* _Given exercise_: Copy the items below word for word, leaving out the pictures.

Location identification entries
((

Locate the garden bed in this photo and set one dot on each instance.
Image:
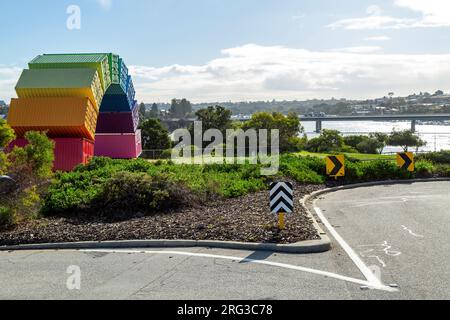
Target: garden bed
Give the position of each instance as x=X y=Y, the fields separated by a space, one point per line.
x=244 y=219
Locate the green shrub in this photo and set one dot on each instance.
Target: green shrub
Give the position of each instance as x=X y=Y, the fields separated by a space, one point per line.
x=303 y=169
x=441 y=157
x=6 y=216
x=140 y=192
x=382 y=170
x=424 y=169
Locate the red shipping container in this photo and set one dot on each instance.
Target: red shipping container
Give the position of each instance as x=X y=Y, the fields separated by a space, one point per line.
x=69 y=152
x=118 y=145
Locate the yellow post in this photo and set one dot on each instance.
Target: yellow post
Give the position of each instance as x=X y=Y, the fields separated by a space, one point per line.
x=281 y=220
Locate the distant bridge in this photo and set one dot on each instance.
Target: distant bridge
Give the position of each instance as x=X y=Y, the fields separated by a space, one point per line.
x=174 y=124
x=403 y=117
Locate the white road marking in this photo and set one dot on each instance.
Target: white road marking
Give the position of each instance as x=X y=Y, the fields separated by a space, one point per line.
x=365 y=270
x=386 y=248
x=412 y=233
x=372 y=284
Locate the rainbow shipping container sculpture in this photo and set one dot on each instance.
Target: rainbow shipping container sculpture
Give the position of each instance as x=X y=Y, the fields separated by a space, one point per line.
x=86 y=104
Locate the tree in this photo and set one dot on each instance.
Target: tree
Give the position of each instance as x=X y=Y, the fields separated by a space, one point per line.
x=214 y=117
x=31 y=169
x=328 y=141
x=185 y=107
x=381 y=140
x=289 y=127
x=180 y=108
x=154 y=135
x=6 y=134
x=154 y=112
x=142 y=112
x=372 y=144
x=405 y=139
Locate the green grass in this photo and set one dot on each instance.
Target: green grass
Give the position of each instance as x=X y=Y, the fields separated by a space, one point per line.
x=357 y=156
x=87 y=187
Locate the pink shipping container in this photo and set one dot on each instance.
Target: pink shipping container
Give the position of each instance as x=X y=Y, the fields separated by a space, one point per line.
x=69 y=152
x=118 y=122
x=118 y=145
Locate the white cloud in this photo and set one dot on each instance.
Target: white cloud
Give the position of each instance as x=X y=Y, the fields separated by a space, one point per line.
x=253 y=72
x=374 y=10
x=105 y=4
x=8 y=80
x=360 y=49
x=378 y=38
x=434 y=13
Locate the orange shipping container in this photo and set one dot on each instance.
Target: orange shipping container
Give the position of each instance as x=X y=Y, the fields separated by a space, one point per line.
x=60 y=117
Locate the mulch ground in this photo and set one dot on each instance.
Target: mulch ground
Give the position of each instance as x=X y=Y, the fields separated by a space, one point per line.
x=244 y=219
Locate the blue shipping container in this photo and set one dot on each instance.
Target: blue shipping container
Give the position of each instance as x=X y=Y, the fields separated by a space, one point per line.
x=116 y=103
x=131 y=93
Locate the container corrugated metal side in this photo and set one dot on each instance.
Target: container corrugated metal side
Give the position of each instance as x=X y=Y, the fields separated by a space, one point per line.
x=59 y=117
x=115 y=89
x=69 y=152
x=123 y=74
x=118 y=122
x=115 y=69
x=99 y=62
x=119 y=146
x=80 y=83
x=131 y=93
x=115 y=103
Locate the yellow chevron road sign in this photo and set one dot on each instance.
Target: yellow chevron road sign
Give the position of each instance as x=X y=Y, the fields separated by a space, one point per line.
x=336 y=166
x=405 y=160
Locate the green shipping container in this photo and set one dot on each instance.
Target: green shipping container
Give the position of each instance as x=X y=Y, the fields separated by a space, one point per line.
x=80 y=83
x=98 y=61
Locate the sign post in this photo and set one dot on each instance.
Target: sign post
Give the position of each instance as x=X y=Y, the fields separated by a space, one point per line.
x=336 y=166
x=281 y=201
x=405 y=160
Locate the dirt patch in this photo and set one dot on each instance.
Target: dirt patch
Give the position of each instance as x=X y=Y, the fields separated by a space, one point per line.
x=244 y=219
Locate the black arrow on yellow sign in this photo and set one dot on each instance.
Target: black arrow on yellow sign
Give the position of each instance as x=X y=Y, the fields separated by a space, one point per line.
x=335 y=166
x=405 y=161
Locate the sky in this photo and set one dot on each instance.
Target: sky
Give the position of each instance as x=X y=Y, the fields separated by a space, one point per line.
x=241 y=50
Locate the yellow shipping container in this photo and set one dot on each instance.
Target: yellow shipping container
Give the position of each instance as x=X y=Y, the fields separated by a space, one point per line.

))

* _Written response_:
Locate the garden bed in this photo and set one dot on each instance.
Image:
Target: garden bed
Give the position of each instance as x=X y=Y, the fields separated by a space, one point per line.
x=244 y=219
Locate the green shrub in this photo and set one dot on each instance.
Target: green shrub
Give the position of each instance as x=X y=Y, the fields separated by a space, one point per line.
x=303 y=169
x=441 y=157
x=6 y=216
x=140 y=192
x=382 y=170
x=424 y=169
Locate the red shipping container in this photo and set one dot on each instance.
Target: red shipping container
Give the position of each instance as x=X y=Y, the fields separated by a space, one point per line.
x=69 y=152
x=118 y=145
Locate the yellow post in this photo and set one dot on each instance.
Target: yellow post
Give the position of each instance as x=X y=Y, the fields separated by a space, one point per line.
x=281 y=220
Locate the distant bridge in this photo and set one dot on each instance.
Target: distant bridge
Give the position of each instance as x=X y=Y, the fields separated by a space, one point per line.
x=174 y=124
x=403 y=117
Locate the white road marking in this photo and set one dot on each instance.
Target: white road marking
Give the position of each instance as x=X y=Y, the fields separated by a space, one point per line.
x=365 y=270
x=386 y=248
x=412 y=233
x=372 y=284
Locate the rainbow shipping container sculpture in this photo and set one dot on each instance.
Target: rainbow shipping container sculpture
Give the position of each instance as x=X y=Y, the fields separated by a space, one point per line.
x=86 y=104
Locate the tree in this photo and set one dot on each instance.
Target: tree
Give the position of each instance as x=X y=Y, the fields separated by a space, one point per line.
x=214 y=117
x=31 y=169
x=328 y=141
x=185 y=107
x=381 y=140
x=289 y=127
x=180 y=108
x=154 y=135
x=6 y=134
x=154 y=112
x=142 y=112
x=372 y=144
x=405 y=139
Locate the green grass in this photo and set one dot on each instance.
Target: green grass
Give the position of each instance as x=X y=Y, the fields separated by a space, one point per line.
x=357 y=156
x=87 y=187
Locate the pink shipping container in this photo and set one dot on each instance.
Target: pink shipping container
Give the position of each instance as x=X y=Y, the fields separated by a space, one point per line.
x=69 y=152
x=118 y=122
x=118 y=145
Locate the white cloud in this photo and set one dot on each instance.
Target: white cloud
Give the position of each instance as x=X y=Y, the fields separated by a space, one point per line.
x=253 y=72
x=374 y=10
x=105 y=4
x=8 y=80
x=360 y=49
x=378 y=38
x=434 y=13
Locate the orange shipping container in this photo and set one dot on each instance.
Target: orange shipping container
Give the position of each instance as x=X y=Y, the fields separated by a space, one point per line.
x=60 y=117
Locate the mulch ground in this photo and set one dot on each instance.
Target: mulch ground
Give the position of each instance as x=X y=Y, the fields separated by a space, one point per line.
x=244 y=219
Locate the blue shipping container in this photo and set one dot on each instance.
Target: blue shipping container
Give the position of each instance as x=X y=Y, the fields separated by a space, one point per line.
x=116 y=103
x=131 y=93
Locate the container corrugated metal side in this photo and set one dot on each instance.
Target: container corrugated metal side
Give the position of each instance as x=X y=Y, the fields separated by a space, one point per line.
x=59 y=117
x=115 y=89
x=69 y=152
x=123 y=74
x=118 y=122
x=115 y=69
x=99 y=62
x=119 y=146
x=80 y=83
x=131 y=93
x=115 y=103
Locate the yellow chevron road sign in this photo and set one dot on each instance.
Target: yellow chevron road sign
Give the position of each instance as x=X y=Y, the fields separated by a space, one point per line.
x=336 y=166
x=405 y=160
Locate the green shipping container in this photo and set one dot on each instance.
Target: green shipping container
Give the position of each instance as x=X y=Y, the fields separated by a space, one point per line.
x=80 y=83
x=98 y=61
Locate the sign post in this photo and set one dot on each instance.
Target: sign post
Give the position of each instance as x=X y=Y, the fields separated by a space, one point per line.
x=336 y=166
x=281 y=201
x=405 y=160
Locate the dirt patch in this photo and set one dot on each instance.
Target: dirt patch
Give the position of each instance as x=X y=Y, the fields separated by a space, one point per line.
x=244 y=219
Locate the black arrow on yellow sign in this photo and set one dot on each instance.
Target: black arrow on yellow sign
Give the position of each instance as x=X y=Y, the fields separated by a space, one point per line.
x=335 y=166
x=405 y=161
Locate the sky in this photo and set one dot on each instance.
Target: sky
Give the position of each instance as x=X y=Y, the fields separated by a space, one point per line.
x=241 y=50
Locate the yellow shipping container in this photo and set one dot on each instance.
Target: yellow shipping container
Give the position of each instance as x=X y=Y, the fields separated by a space, one point per line.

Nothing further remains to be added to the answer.